> _Provided passage_:
----

Genome resilience safeguards functional chromatin states Part1

Cellular identity is defined by the expression of specific gene sets. Once established, it is maintained through alternative chromatin states, which are propagated through cell divisions. Epigenetic systems, comprising DNA and histone modifications, and 3-dimensional chromatin organisation, can assign alternative activity states to the same DNA sequence. On the other hand, cellular memory is a collective term that refers to mechanisms that maintain these sustained cellular states in response to transient stimuli.Although epigenetic regulation and memory are inherently linked, it is currently unclear which epigenetic regulators have also a role in cellular memory. If an epigenetic mechanism has simply an instructive role, then any changes arising from its perturbation would be fully reversed once the perturbation is removed. Conversely, if a mechanism functions in cellular memory, its transient perturbation will lead to long-lasting changes. To test this idea, we subjected mouse embryonic stem cells (mESCs) to transient chromatin perturbations that disrupt the epigenome and chromosome conformation. We found that while nearly all transcriptomic changes are readily reversed, genome conformation retains a partial memory of the past perturbation even through cell division. However, when the same cells were exposed to the same perturbation during differentiation, long-lasting consequences on cell fate could be observed. In mouse gastruloids - 3D aggregates of ESCs that display key features of early postimplantation development - transient histone deacetylase inhibition leads to the expansion of the neural lineage. Thus, these results identify 3D genome folding as a mechanism of cellular memory and highlight fundamental differences in the roles that cellular memory plays at different developmental states.

----

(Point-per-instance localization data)
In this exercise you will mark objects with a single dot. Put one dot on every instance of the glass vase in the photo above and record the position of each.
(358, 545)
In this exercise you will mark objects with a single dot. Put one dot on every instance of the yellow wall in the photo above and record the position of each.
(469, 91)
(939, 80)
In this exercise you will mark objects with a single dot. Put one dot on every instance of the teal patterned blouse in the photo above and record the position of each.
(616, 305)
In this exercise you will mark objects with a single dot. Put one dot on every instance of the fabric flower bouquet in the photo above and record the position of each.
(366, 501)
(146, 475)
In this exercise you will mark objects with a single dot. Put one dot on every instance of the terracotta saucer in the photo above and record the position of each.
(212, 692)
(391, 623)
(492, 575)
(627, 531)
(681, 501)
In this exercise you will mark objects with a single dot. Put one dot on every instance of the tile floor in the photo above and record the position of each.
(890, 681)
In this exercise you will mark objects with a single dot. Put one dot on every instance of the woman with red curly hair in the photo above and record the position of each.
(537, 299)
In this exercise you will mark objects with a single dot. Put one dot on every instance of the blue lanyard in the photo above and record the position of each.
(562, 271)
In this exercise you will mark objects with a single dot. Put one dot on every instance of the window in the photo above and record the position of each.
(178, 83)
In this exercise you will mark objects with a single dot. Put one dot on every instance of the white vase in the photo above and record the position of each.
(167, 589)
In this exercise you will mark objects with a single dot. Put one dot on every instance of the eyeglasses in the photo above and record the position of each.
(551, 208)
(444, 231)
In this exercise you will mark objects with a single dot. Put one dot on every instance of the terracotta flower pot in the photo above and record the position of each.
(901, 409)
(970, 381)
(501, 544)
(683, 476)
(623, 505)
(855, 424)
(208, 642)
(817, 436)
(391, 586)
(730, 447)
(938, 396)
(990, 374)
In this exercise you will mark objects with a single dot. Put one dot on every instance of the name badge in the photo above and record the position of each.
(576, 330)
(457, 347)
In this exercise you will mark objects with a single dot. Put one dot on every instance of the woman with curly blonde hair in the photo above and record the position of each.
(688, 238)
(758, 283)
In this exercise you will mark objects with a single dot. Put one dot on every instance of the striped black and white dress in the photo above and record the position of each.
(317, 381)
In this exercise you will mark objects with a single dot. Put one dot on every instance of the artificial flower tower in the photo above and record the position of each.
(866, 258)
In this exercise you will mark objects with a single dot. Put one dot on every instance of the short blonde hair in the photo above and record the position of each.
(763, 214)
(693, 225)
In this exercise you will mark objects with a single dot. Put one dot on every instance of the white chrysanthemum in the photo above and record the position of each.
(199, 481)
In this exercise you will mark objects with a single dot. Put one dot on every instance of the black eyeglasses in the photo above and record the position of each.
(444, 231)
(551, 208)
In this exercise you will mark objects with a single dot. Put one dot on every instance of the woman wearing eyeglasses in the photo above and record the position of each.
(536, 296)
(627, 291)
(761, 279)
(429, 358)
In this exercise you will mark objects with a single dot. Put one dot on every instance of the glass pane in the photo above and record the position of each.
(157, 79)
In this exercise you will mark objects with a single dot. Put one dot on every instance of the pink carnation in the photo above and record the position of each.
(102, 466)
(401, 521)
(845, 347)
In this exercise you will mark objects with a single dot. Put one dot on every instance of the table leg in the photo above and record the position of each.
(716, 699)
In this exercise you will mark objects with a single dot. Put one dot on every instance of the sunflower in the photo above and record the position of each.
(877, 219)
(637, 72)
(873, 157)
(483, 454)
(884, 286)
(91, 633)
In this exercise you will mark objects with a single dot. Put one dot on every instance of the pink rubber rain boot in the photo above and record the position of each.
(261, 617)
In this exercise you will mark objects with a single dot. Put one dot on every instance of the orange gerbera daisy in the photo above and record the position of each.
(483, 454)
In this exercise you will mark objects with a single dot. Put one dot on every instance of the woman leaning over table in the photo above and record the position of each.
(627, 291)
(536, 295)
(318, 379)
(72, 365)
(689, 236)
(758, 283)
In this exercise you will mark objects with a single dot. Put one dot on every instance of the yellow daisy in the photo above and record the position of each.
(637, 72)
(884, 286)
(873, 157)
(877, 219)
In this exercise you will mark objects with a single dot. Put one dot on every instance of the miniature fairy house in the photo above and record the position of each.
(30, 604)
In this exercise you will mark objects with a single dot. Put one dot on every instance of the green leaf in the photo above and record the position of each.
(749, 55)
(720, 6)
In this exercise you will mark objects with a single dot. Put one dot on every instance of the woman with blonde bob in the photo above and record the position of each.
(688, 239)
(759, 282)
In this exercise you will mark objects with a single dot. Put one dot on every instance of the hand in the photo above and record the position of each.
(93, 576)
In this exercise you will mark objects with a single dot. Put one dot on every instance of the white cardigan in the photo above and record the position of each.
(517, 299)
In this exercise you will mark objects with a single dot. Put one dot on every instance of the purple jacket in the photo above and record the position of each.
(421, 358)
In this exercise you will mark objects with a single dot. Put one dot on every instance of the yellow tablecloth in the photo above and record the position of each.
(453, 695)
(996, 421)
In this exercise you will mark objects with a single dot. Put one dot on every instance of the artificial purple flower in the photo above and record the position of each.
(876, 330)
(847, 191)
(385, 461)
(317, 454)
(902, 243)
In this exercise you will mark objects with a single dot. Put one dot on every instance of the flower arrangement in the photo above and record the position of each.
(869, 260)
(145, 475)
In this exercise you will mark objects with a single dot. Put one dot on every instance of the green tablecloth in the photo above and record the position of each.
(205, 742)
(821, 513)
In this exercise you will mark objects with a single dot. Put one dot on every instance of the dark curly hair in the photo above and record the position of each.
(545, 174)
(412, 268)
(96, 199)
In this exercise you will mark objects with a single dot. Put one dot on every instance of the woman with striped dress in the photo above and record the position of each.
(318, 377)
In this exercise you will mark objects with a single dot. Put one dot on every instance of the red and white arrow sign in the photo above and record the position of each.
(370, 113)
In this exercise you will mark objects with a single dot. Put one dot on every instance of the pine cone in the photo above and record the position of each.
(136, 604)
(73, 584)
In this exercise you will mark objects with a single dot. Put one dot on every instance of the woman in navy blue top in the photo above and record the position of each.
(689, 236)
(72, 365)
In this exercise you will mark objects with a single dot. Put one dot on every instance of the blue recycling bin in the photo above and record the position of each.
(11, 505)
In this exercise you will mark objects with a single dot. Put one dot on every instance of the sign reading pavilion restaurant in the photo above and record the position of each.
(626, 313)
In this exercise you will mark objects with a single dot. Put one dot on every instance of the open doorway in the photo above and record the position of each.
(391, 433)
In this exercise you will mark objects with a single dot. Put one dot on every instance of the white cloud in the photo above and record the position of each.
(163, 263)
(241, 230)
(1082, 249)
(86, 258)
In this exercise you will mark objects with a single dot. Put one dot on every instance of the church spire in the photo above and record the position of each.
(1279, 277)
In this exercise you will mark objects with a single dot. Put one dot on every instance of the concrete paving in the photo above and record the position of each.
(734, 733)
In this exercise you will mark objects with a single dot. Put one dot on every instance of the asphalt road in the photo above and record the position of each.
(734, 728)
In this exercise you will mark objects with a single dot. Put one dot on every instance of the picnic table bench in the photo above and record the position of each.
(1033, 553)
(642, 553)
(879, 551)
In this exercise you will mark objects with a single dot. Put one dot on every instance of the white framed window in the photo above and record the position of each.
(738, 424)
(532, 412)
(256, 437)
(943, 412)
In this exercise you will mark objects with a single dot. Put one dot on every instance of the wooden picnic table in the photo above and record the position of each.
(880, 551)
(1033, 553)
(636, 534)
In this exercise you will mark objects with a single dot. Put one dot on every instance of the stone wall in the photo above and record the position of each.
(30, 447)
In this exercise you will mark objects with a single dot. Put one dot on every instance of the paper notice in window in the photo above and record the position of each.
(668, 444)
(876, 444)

----

> _Exercise prompt_:
In the text on genome resilience, what happens in mouse gastruloids after transient histone deacetylase inhibition?

> _The completed task_:
The neural lineage expands.